- _Tasks to perform_:
1 – In the article on self-identification, how long a grace period is the writer comfortable extending for lateness?
2 – Extend the article on self-identification, picking up right after its final sentence about someone being late through his or her own actions.
───── Quoted passage ─────
A Good Question to Ask Yourself: Who Are You?

Who Are You? Spending time with people and reflecting on your experience will help you pinpoint what makes you different from others.

Who Are You? Spending time with people and reflecting on your experience will help you pinpoint what makes you different from others.


As a loud crash outside the studio startled the participants in yoga class, the instructor reminded us to maintain our focus. What a fitting reminder and metaphor for non-exercise settings; life isn’t a quiet, dimly lit sanctuary where we control the music, candles, movements, and flexibility. We can’t predict who will come in to it, who will drop tile, letting it crash to the ground and shattering into pieces, or who will sing to us, soothing our soul with peaceful sounds and kindness. Regardless of how interrelating with someone makes me feel (pretty simple – it is either good or bad); I learn something about myself from our encounter. What are three ways you can self-identify?

1. Define Yourself Via Projects

Finish What You Started Or Call The Whole Thing Off

Projects and threads that I initiated and completed make me feel GREAT. What makes me feel icky, however, is when a partner is involved in the mission and instead of complimenting our effort, instead offers obstacles that prevent implementation. When they are withholding information, neglecting to follow through, and escaping accountability, it makes me feel frustrated and stunted. To my dismay, the loose ends start to pile up in this relationship. Unfinished business does not single me out in making me feel unhappy and anxious. Gretchen Rubin, author of International Bestseller “The Happiness Project” devoted an entire chapter to this, aptly titled “Finish The Projects You’ve Started. Or Call An End To Them”.

2. Demonstrate Your Essence When You Rendezvous 

Your Life Is Like A TV Guide. Your Program Start Times Are (Usually) A Choice.

I am not talking about what time you arrive to an open house or networking business expo, where there is not a set time for discussion or dining. I am talking about what time you arrive for face-to-face meetings, phone calls with your coach, dates, pure barre class, personal training appointments, or when you are invited to dinner. In many instances, I am comfortable extending a seven-minute grace period. However Huffington Post contributor, Greg Savage had a field day on this tardy topic in his article, “How Did It Get to Be ‘OK’ for People to Be Late for Everything?”. Let’s take outside factors such as air travel delays or weather off of the table and pretend for a moment that none of these variables are in play. So someone is late for an appointment as a result of his or her own actions.
───── Given information ─────
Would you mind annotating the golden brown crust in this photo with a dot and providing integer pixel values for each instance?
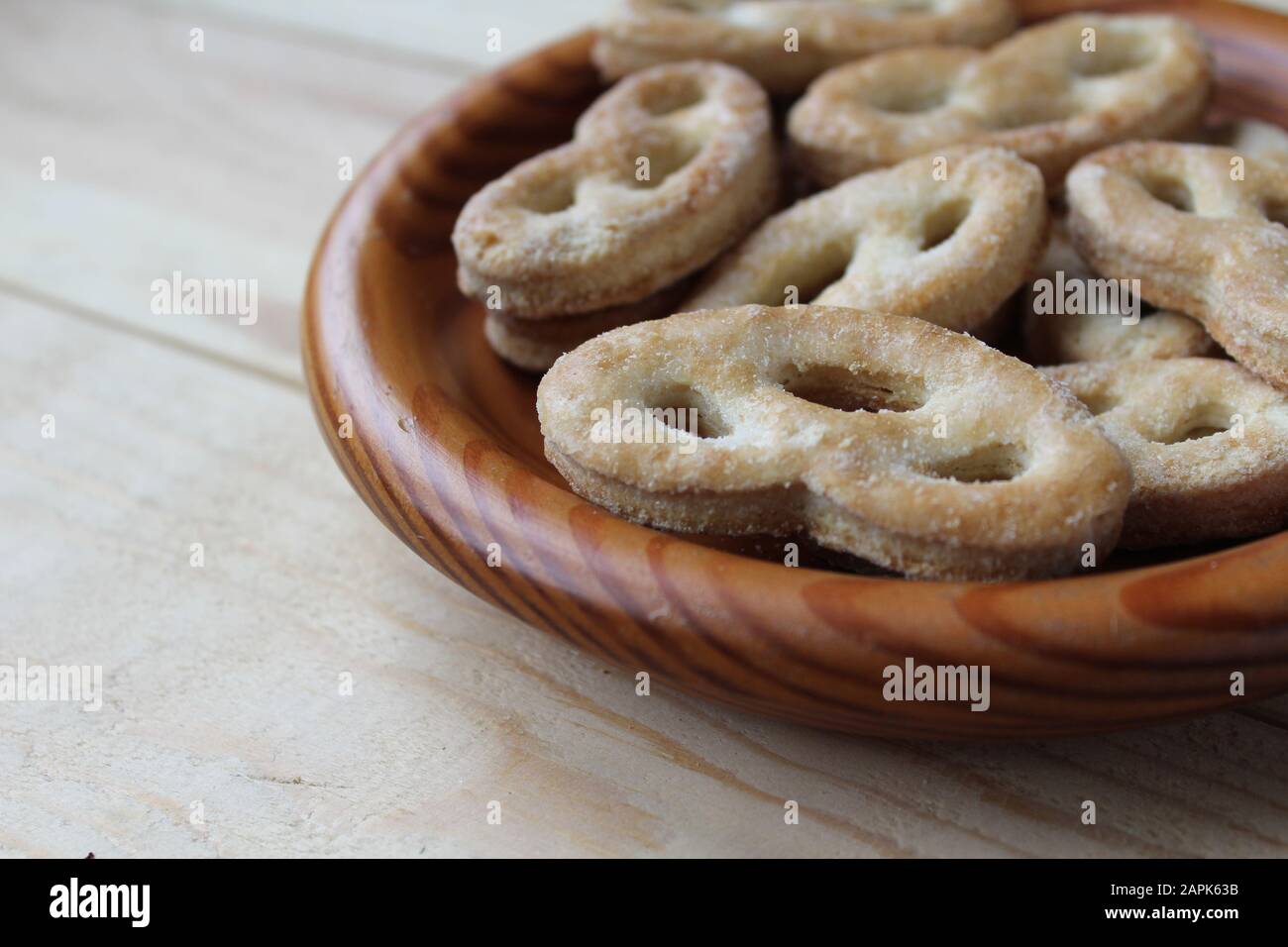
─────
- _Responses per task_:
1 – Seven minutes.

2 –
Their excuse is ______________ but all you hear is “I choose something else that was more important than being on time to be with you.” We all have a choice. We don’t HAVE to stay at appointment A longer than anticipated, we can get up and leave and end the appointment so that we can arrive to appointment B at the committed time. We are empowered people, not victims against a running clock. In most scenarios, we get to choose. I would like to humbly note that last week, I decided to be late for a board meeting! I returned home from traveling to find my dresses and jackets strewn about the closet floor – the shelf and hanging rod had not been installed properly and broke off from the wall slash okay I get it, no more shopping. I need to wear these things and do not want them to be crumpled on the floor, I rationalized, so I took time to hang everything back up and then went to offer contributions at the meeting.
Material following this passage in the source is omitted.